● WRITTEN TASKS:
A. Transcribe the RTEMS GPIO email from "(sorry for the" up to and including "to user applications.".
B. From the RTEMS GPIO email, list every kind of information it says is recorded in the struct kept for each pin.
C. For each statement about the RTEMS GPIO email, say whether it agrees with the email: (i) the raspberry keeps the pull-resistor state in its registers; (ii) in practice, GPIO pins are organized in banks; (iii) a single struct holds the state of all pins. Support each answer with the deciding words quoted from the email.

[RFC] RTEMS GPIO pin references

André Marques andre.lousa.marques at gmail.com
Thu Jun 25 18:34:29 UTC 2015


(sorry for the long email)

I am currently doing an implementation for a generic RTEMS API, and I 
would like to inquire potential users about pin references provided by 
the API to user applications.

Most platforms use a "global" pin number to refer to a GPIO pin in 
documentation, usually in the form of "GPIO_<number>", but in practice 
the pins are organized in banks of pins, meaning that a GPIO driver or 
API has to map those pin numbers to a bank-pin pair to correctly refer 
to a pin.

Because it can be expensive to query the hardware for the current GPIO 
status, and because some information may not be even possible to read 
back (e.g.: the raspberry does not store any information on its 
registers about the pull-resistors state), it makes sense that an GPIO 
API stores/manages the GPIO state during execution.

This state is recorded on a struct per pin, and includes information 
such as:

- pin current function;
- interrupt information (i.e.: if interrupts are enabled on the pin, and 
if so which kind of interrupt; interrupt handler (or handlers in case of 
a shared IRQ line));
- pull-resistor state;
- Gpio utilities (software switch debouncing data; applicational logic 
invertion; ...);
- any relevant platform specific data.

● DATA SHOWN:
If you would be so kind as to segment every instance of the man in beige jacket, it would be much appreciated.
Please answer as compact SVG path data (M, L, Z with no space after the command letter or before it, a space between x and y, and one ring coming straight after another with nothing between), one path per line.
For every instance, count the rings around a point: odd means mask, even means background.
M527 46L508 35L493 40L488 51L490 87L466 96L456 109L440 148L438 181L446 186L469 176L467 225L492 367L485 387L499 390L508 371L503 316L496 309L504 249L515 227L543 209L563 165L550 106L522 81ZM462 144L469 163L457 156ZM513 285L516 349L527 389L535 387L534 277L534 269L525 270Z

● ANSWERS FOR THE TASKS:
A.
(sorry for the long email)

I am currently doing an implementation for a generic RTEMS API, and I 
would like to inquire potential users about pin references provided by 
the API to user applications.

B.
- pin current function
- interrupt information
- pull-resistor state
- Gpio utilities
- any relevant platform specific data

C.
(i) No: "the raspberry does not store any information on its registers about the pull-resistors state"
(ii) Yes: "in practice the pins are organized in banks of pins"
(iii) No: "This state is recorded on a struct per pin"